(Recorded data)
- - - - - - -
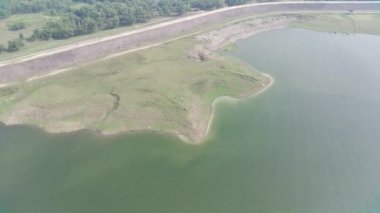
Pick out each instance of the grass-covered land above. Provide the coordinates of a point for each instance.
(64, 19)
(161, 89)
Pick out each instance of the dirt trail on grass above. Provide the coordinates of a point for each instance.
(44, 63)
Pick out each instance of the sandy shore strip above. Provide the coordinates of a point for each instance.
(222, 99)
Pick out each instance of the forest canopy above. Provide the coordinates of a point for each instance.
(78, 17)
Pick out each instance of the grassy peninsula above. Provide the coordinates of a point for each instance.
(169, 88)
(162, 89)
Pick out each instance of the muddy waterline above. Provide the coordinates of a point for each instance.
(309, 144)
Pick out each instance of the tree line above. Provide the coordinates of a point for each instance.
(78, 17)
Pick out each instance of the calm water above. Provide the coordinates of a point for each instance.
(309, 144)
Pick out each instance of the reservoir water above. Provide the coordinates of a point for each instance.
(309, 144)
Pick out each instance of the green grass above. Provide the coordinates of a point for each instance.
(350, 23)
(160, 89)
(34, 21)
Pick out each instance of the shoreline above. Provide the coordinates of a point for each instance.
(197, 135)
(220, 99)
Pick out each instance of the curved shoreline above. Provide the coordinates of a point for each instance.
(87, 51)
(222, 99)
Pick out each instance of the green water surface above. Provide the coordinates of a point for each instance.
(309, 144)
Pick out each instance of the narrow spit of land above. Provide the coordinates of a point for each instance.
(48, 61)
(169, 87)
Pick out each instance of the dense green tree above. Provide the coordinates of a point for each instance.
(2, 48)
(78, 17)
(14, 45)
(16, 26)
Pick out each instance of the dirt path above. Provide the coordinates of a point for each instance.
(41, 64)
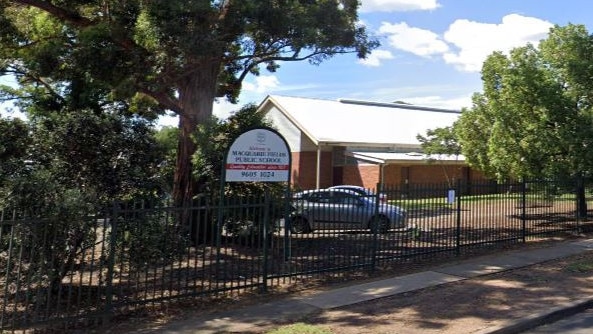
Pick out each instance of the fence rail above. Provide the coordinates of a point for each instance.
(65, 271)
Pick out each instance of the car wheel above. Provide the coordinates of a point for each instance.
(379, 224)
(300, 225)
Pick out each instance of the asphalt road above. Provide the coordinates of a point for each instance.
(580, 323)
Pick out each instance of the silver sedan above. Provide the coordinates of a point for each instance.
(332, 209)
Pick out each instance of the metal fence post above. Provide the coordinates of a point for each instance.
(108, 311)
(267, 208)
(458, 201)
(523, 210)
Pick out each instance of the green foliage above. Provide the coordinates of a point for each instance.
(535, 116)
(300, 328)
(213, 140)
(147, 237)
(440, 141)
(179, 54)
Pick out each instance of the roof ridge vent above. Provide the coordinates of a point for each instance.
(396, 105)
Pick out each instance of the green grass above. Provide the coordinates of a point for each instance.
(300, 328)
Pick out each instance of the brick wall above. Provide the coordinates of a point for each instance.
(304, 170)
(362, 175)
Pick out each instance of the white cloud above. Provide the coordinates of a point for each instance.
(374, 59)
(475, 40)
(398, 5)
(262, 84)
(420, 42)
(454, 103)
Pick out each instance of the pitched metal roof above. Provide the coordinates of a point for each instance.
(352, 122)
(413, 157)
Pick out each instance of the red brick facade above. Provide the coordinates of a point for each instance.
(367, 175)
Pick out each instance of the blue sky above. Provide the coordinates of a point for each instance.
(431, 52)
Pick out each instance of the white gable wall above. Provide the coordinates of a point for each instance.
(296, 139)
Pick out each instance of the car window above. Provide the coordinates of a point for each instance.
(320, 197)
(346, 198)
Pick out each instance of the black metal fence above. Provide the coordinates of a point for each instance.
(68, 271)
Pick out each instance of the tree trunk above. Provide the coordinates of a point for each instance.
(196, 95)
(197, 92)
(581, 198)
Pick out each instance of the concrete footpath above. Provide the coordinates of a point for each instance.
(253, 318)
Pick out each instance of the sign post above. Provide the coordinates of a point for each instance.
(261, 155)
(258, 155)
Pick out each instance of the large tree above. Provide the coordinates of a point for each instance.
(535, 116)
(179, 54)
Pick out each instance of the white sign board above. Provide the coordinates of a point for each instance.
(259, 155)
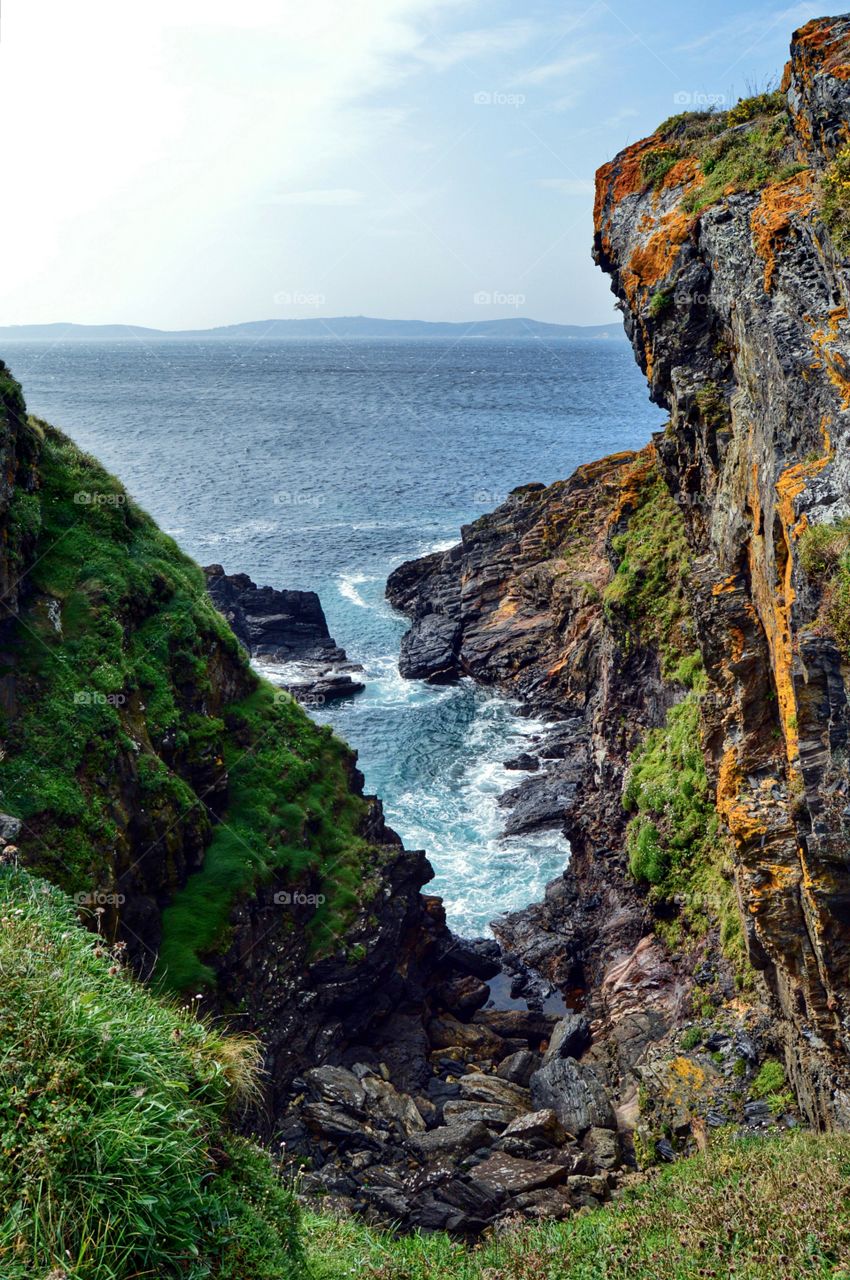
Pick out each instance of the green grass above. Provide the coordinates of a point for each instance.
(647, 594)
(823, 552)
(755, 1210)
(743, 149)
(138, 726)
(673, 840)
(835, 201)
(118, 1160)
- - - - - - -
» Your instructions
Each entry shown above must be quoted exactly, with its pictures left out.

» Reply
Pick out each instance of the grass-covered land above. Provide the coordinates of a point for each instance.
(64, 19)
(161, 89)
Pick out each instance of the dirt trail on grass above. Provide the coordinates of a point for each instance.
(44, 63)
Pick out each instance of the sandy shore strip above. Provide the coordinates of a point for each instance.
(222, 99)
Pick out each instance of the forest canopy above. Provide the coordinates of a point for each instance.
(78, 17)
Pick out each instance of the grassy peninsula above. Provide the coordinates of a point for each instance.
(169, 88)
(162, 89)
Pick out each instance of the muddy waterline above. Provide the coordinates of a point for each instance.
(309, 144)
Pick out each instance of the tree line above. Provide the coordinates of a point for each instance.
(78, 17)
Pick out each instance of the calm water above. Provide the coordinates of a point for each instance.
(309, 144)
Pick out each instance of the reservoir water above. Provide the coordinates of a point for each instance.
(309, 144)
Pick out each instance of the green grass above. Provide the coordinates of a point for each instance.
(350, 23)
(160, 89)
(34, 21)
Pick out each instance of the shoreline above. Provide the coordinates of a point for each instance.
(197, 135)
(220, 99)
Pick out each instance of the curved shoreline above. Provide the coordinates of a point for each instance.
(87, 51)
(222, 99)
Pick out each instance of the green water surface above. Provide the coordinates of a point for each instance.
(309, 144)
Pick out each instance of the narrow spit of land above. Provide the coordinates of a point for each instance.
(48, 61)
(169, 87)
Pick out each instance of the dense green tree above. Provide the coordinates of a point for each instance.
(2, 48)
(78, 17)
(14, 45)
(16, 26)
Pick out each instance of the dirt path above. Provide the coordinates of a point for each instance.
(41, 64)
Pick out each instance of the fence rail above. Provide the coordinates of a point for each instance.
(65, 271)
Pick out each instance of the car wheel above. Provide the coordinates of a point for each instance.
(379, 224)
(300, 225)
Pick out each instance of the asphalt road above. Provide the coordinates of a point for each instance.
(580, 323)
Pick out each instance of the silver sedan above. Provide the coordinates of a point for each instance.
(332, 209)
Pick out each instance of the metal fence post above. Provide the coordinates of a point for each instance.
(108, 311)
(267, 208)
(458, 201)
(523, 210)
Pick out each instance of the green foliage above. Provide the coordinates of a point for each instance.
(535, 116)
(300, 328)
(213, 140)
(147, 237)
(440, 141)
(179, 54)
Pick out each instance of the roof ridge vent above. Provide the coordinates of a point for each instance.
(396, 105)
Pick out each instance of the green grass above. Provide the coordinates of a point for each instance.
(300, 328)
Pick out each instance of the brick wall above. Provide the coordinates of a point for each instance.
(304, 170)
(362, 175)
Pick out each instance of the white cloud above. Provide the coordinates of a point for each instance.
(374, 59)
(475, 40)
(398, 5)
(262, 84)
(420, 42)
(454, 103)
Pick out each instance of the pitched metal roof above. Provide the coordinates of a point for each instance.
(352, 122)
(413, 157)
Pick out each instance of the red brick facade above. Provide the coordinates of a point for each instance.
(367, 175)
Pick out each instance of the blue sky above. Provide the coordinates of a point for each instance.
(431, 52)
Pick out each instance of the white gable wall above. Provide the coordinates of a point for each instance.
(296, 139)
Pick out each instance of the car window above. Provide the coordinates of a point for each instance.
(320, 197)
(346, 198)
Pick out each instance of the black metal fence above. Provide the coordinates of a point for each instance.
(68, 271)
Pick out each instance of the tree trunk above. Provide the coordinates of a point for each instance.
(196, 95)
(197, 92)
(581, 198)
Pick out each instance of the concrete footpath above. Provide the coordinates of a point for each instance.
(253, 318)
Pick out each instance of the sign post above. Provide the coordinates of a point for each instance.
(261, 155)
(258, 155)
Pick out each instance of the large tree above. Provide the coordinates of a point for each instance.
(535, 116)
(179, 54)
Pick out each instance of the white sign board above. Provide the coordinates of a point for each instance.
(259, 155)
Pick out each instance of the green grass above. Provide the coordinates of a point for each instance.
(647, 594)
(823, 552)
(755, 1210)
(743, 149)
(138, 726)
(673, 840)
(835, 201)
(118, 1160)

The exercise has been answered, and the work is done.